Problem: After finding the line that holds "Zoom in on beige" below, set down that line and the rest through the final one exactly, leaving the pictures out.

══ Exercise input ══

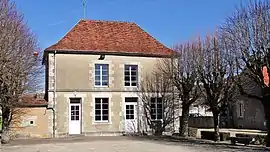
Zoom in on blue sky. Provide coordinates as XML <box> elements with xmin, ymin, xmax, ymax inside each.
<box><xmin>14</xmin><ymin>0</ymin><xmax>242</xmax><ymax>50</ymax></box>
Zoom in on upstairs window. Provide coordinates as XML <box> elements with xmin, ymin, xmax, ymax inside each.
<box><xmin>124</xmin><ymin>65</ymin><xmax>138</xmax><ymax>87</ymax></box>
<box><xmin>95</xmin><ymin>64</ymin><xmax>109</xmax><ymax>87</ymax></box>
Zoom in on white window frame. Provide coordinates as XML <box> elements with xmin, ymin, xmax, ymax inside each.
<box><xmin>150</xmin><ymin>97</ymin><xmax>163</xmax><ymax>120</ymax></box>
<box><xmin>94</xmin><ymin>64</ymin><xmax>109</xmax><ymax>87</ymax></box>
<box><xmin>124</xmin><ymin>65</ymin><xmax>138</xmax><ymax>87</ymax></box>
<box><xmin>94</xmin><ymin>98</ymin><xmax>109</xmax><ymax>122</ymax></box>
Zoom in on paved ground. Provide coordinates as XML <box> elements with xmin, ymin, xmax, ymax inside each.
<box><xmin>1</xmin><ymin>136</ymin><xmax>270</xmax><ymax>152</ymax></box>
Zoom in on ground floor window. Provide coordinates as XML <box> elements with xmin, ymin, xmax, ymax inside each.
<box><xmin>150</xmin><ymin>97</ymin><xmax>163</xmax><ymax>120</ymax></box>
<box><xmin>95</xmin><ymin>98</ymin><xmax>109</xmax><ymax>122</ymax></box>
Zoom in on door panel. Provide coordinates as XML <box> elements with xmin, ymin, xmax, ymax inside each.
<box><xmin>125</xmin><ymin>103</ymin><xmax>137</xmax><ymax>133</ymax></box>
<box><xmin>69</xmin><ymin>99</ymin><xmax>81</xmax><ymax>134</ymax></box>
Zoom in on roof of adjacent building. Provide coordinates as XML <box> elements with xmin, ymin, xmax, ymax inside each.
<box><xmin>45</xmin><ymin>19</ymin><xmax>173</xmax><ymax>57</ymax></box>
<box><xmin>19</xmin><ymin>94</ymin><xmax>47</xmax><ymax>107</ymax></box>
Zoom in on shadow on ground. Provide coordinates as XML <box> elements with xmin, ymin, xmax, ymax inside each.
<box><xmin>127</xmin><ymin>135</ymin><xmax>270</xmax><ymax>152</ymax></box>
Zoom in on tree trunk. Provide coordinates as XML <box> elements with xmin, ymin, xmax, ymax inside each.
<box><xmin>263</xmin><ymin>94</ymin><xmax>270</xmax><ymax>147</ymax></box>
<box><xmin>180</xmin><ymin>103</ymin><xmax>189</xmax><ymax>137</ymax></box>
<box><xmin>1</xmin><ymin>107</ymin><xmax>11</xmax><ymax>144</ymax></box>
<box><xmin>213</xmin><ymin>112</ymin><xmax>220</xmax><ymax>142</ymax></box>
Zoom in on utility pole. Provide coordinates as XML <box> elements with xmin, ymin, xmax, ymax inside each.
<box><xmin>83</xmin><ymin>0</ymin><xmax>87</xmax><ymax>19</ymax></box>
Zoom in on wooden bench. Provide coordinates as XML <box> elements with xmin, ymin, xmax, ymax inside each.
<box><xmin>230</xmin><ymin>137</ymin><xmax>253</xmax><ymax>145</ymax></box>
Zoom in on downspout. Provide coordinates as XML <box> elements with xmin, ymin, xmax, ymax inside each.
<box><xmin>47</xmin><ymin>50</ymin><xmax>56</xmax><ymax>138</ymax></box>
<box><xmin>53</xmin><ymin>50</ymin><xmax>57</xmax><ymax>137</ymax></box>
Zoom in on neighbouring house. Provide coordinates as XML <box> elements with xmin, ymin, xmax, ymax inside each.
<box><xmin>42</xmin><ymin>19</ymin><xmax>176</xmax><ymax>137</ymax></box>
<box><xmin>9</xmin><ymin>94</ymin><xmax>49</xmax><ymax>138</ymax></box>
<box><xmin>221</xmin><ymin>73</ymin><xmax>266</xmax><ymax>130</ymax></box>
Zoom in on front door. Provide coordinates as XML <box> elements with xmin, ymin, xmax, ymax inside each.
<box><xmin>69</xmin><ymin>98</ymin><xmax>81</xmax><ymax>134</ymax></box>
<box><xmin>125</xmin><ymin>98</ymin><xmax>138</xmax><ymax>133</ymax></box>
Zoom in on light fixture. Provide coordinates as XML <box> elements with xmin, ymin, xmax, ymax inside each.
<box><xmin>98</xmin><ymin>55</ymin><xmax>105</xmax><ymax>60</ymax></box>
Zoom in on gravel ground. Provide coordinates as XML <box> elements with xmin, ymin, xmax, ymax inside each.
<box><xmin>1</xmin><ymin>136</ymin><xmax>270</xmax><ymax>152</ymax></box>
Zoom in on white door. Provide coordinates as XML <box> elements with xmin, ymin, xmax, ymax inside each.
<box><xmin>69</xmin><ymin>98</ymin><xmax>81</xmax><ymax>134</ymax></box>
<box><xmin>125</xmin><ymin>102</ymin><xmax>137</xmax><ymax>133</ymax></box>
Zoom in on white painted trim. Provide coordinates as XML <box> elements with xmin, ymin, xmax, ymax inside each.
<box><xmin>92</xmin><ymin>92</ymin><xmax>112</xmax><ymax>125</ymax></box>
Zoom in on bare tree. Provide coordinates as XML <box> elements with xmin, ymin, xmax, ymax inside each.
<box><xmin>158</xmin><ymin>43</ymin><xmax>201</xmax><ymax>137</ymax></box>
<box><xmin>139</xmin><ymin>68</ymin><xmax>178</xmax><ymax>136</ymax></box>
<box><xmin>196</xmin><ymin>35</ymin><xmax>235</xmax><ymax>141</ymax></box>
<box><xmin>220</xmin><ymin>0</ymin><xmax>270</xmax><ymax>146</ymax></box>
<box><xmin>0</xmin><ymin>0</ymin><xmax>41</xmax><ymax>144</ymax></box>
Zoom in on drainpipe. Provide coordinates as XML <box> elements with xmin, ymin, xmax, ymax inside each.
<box><xmin>53</xmin><ymin>50</ymin><xmax>57</xmax><ymax>137</ymax></box>
<box><xmin>47</xmin><ymin>50</ymin><xmax>57</xmax><ymax>138</ymax></box>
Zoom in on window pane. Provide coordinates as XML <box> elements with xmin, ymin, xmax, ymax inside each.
<box><xmin>102</xmin><ymin>76</ymin><xmax>108</xmax><ymax>81</ymax></box>
<box><xmin>95</xmin><ymin>104</ymin><xmax>101</xmax><ymax>109</ymax></box>
<box><xmin>157</xmin><ymin>114</ymin><xmax>162</xmax><ymax>119</ymax></box>
<box><xmin>75</xmin><ymin>110</ymin><xmax>79</xmax><ymax>115</ymax></box>
<box><xmin>125</xmin><ymin>82</ymin><xmax>130</xmax><ymax>86</ymax></box>
<box><xmin>151</xmin><ymin>114</ymin><xmax>156</xmax><ymax>120</ymax></box>
<box><xmin>102</xmin><ymin>98</ymin><xmax>109</xmax><ymax>103</ymax></box>
<box><xmin>124</xmin><ymin>71</ymin><xmax>130</xmax><ymax>76</ymax></box>
<box><xmin>126</xmin><ymin>114</ymin><xmax>130</xmax><ymax>119</ymax></box>
<box><xmin>131</xmin><ymin>71</ymin><xmax>137</xmax><ymax>76</ymax></box>
<box><xmin>95</xmin><ymin>64</ymin><xmax>100</xmax><ymax>69</ymax></box>
<box><xmin>131</xmin><ymin>82</ymin><xmax>137</xmax><ymax>86</ymax></box>
<box><xmin>102</xmin><ymin>115</ymin><xmax>108</xmax><ymax>121</ymax></box>
<box><xmin>75</xmin><ymin>116</ymin><xmax>79</xmax><ymax>120</ymax></box>
<box><xmin>95</xmin><ymin>81</ymin><xmax>101</xmax><ymax>86</ymax></box>
<box><xmin>124</xmin><ymin>76</ymin><xmax>130</xmax><ymax>81</ymax></box>
<box><xmin>131</xmin><ymin>65</ymin><xmax>137</xmax><ymax>71</ymax></box>
<box><xmin>95</xmin><ymin>116</ymin><xmax>101</xmax><ymax>121</ymax></box>
<box><xmin>157</xmin><ymin>103</ymin><xmax>162</xmax><ymax>109</ymax></box>
<box><xmin>131</xmin><ymin>76</ymin><xmax>137</xmax><ymax>81</ymax></box>
<box><xmin>75</xmin><ymin>106</ymin><xmax>79</xmax><ymax>110</ymax></box>
<box><xmin>103</xmin><ymin>109</ymin><xmax>108</xmax><ymax>115</ymax></box>
<box><xmin>102</xmin><ymin>64</ymin><xmax>108</xmax><ymax>70</ymax></box>
<box><xmin>95</xmin><ymin>110</ymin><xmax>101</xmax><ymax>115</ymax></box>
<box><xmin>95</xmin><ymin>76</ymin><xmax>100</xmax><ymax>81</ymax></box>
<box><xmin>124</xmin><ymin>65</ymin><xmax>129</xmax><ymax>71</ymax></box>
<box><xmin>71</xmin><ymin>106</ymin><xmax>75</xmax><ymax>110</ymax></box>
<box><xmin>71</xmin><ymin>116</ymin><xmax>75</xmax><ymax>120</ymax></box>
<box><xmin>102</xmin><ymin>70</ymin><xmax>108</xmax><ymax>76</ymax></box>
<box><xmin>126</xmin><ymin>109</ymin><xmax>130</xmax><ymax>115</ymax></box>
<box><xmin>102</xmin><ymin>103</ymin><xmax>108</xmax><ymax>109</ymax></box>
<box><xmin>102</xmin><ymin>81</ymin><xmax>108</xmax><ymax>86</ymax></box>
<box><xmin>130</xmin><ymin>114</ymin><xmax>134</xmax><ymax>119</ymax></box>
<box><xmin>157</xmin><ymin>98</ymin><xmax>162</xmax><ymax>103</ymax></box>
<box><xmin>95</xmin><ymin>98</ymin><xmax>101</xmax><ymax>104</ymax></box>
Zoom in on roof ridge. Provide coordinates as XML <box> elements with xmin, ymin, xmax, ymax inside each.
<box><xmin>81</xmin><ymin>19</ymin><xmax>136</xmax><ymax>25</ymax></box>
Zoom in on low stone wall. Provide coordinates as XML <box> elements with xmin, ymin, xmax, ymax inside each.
<box><xmin>187</xmin><ymin>116</ymin><xmax>214</xmax><ymax>128</ymax></box>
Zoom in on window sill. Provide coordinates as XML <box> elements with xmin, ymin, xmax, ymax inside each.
<box><xmin>93</xmin><ymin>121</ymin><xmax>112</xmax><ymax>125</ymax></box>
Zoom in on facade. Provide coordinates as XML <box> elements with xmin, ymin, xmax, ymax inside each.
<box><xmin>43</xmin><ymin>19</ymin><xmax>175</xmax><ymax>137</ymax></box>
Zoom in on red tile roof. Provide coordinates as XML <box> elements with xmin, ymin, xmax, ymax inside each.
<box><xmin>45</xmin><ymin>20</ymin><xmax>173</xmax><ymax>57</ymax></box>
<box><xmin>19</xmin><ymin>94</ymin><xmax>47</xmax><ymax>107</ymax></box>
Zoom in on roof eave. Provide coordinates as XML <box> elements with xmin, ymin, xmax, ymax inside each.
<box><xmin>44</xmin><ymin>49</ymin><xmax>174</xmax><ymax>58</ymax></box>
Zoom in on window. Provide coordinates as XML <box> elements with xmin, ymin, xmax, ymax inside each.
<box><xmin>124</xmin><ymin>65</ymin><xmax>138</xmax><ymax>86</ymax></box>
<box><xmin>95</xmin><ymin>64</ymin><xmax>109</xmax><ymax>86</ymax></box>
<box><xmin>95</xmin><ymin>98</ymin><xmax>109</xmax><ymax>122</ymax></box>
<box><xmin>239</xmin><ymin>101</ymin><xmax>244</xmax><ymax>118</ymax></box>
<box><xmin>150</xmin><ymin>97</ymin><xmax>163</xmax><ymax>120</ymax></box>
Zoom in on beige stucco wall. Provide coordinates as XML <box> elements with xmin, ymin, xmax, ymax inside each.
<box><xmin>11</xmin><ymin>107</ymin><xmax>49</xmax><ymax>138</ymax></box>
<box><xmin>47</xmin><ymin>53</ymin><xmax>167</xmax><ymax>136</ymax></box>
<box><xmin>55</xmin><ymin>54</ymin><xmax>160</xmax><ymax>91</ymax></box>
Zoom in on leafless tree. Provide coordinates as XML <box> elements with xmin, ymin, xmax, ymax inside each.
<box><xmin>158</xmin><ymin>43</ymin><xmax>201</xmax><ymax>137</ymax></box>
<box><xmin>0</xmin><ymin>0</ymin><xmax>41</xmax><ymax>144</ymax></box>
<box><xmin>139</xmin><ymin>68</ymin><xmax>178</xmax><ymax>136</ymax></box>
<box><xmin>196</xmin><ymin>35</ymin><xmax>235</xmax><ymax>141</ymax></box>
<box><xmin>220</xmin><ymin>0</ymin><xmax>270</xmax><ymax>146</ymax></box>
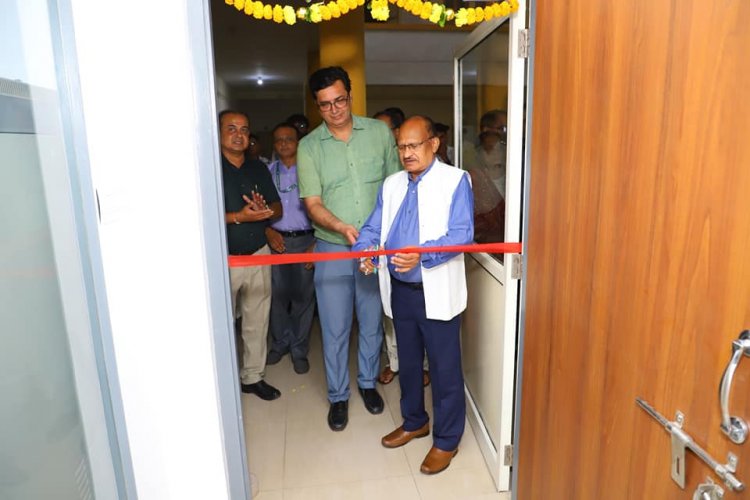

═══

Solution for this exercise:
Zoom in on beige stucco wall. Provide coordinates as XML <box> elements with xmin, ymin, xmax, ymax inside each.
<box><xmin>11</xmin><ymin>107</ymin><xmax>49</xmax><ymax>138</ymax></box>
<box><xmin>47</xmin><ymin>53</ymin><xmax>167</xmax><ymax>136</ymax></box>
<box><xmin>55</xmin><ymin>54</ymin><xmax>160</xmax><ymax>91</ymax></box>
Zoom in on leafless tree. Provide coordinates as XML <box> elements with xmin, ymin, xmax, ymax inside each.
<box><xmin>158</xmin><ymin>43</ymin><xmax>201</xmax><ymax>137</ymax></box>
<box><xmin>0</xmin><ymin>0</ymin><xmax>41</xmax><ymax>144</ymax></box>
<box><xmin>139</xmin><ymin>68</ymin><xmax>178</xmax><ymax>136</ymax></box>
<box><xmin>196</xmin><ymin>35</ymin><xmax>235</xmax><ymax>141</ymax></box>
<box><xmin>220</xmin><ymin>0</ymin><xmax>270</xmax><ymax>146</ymax></box>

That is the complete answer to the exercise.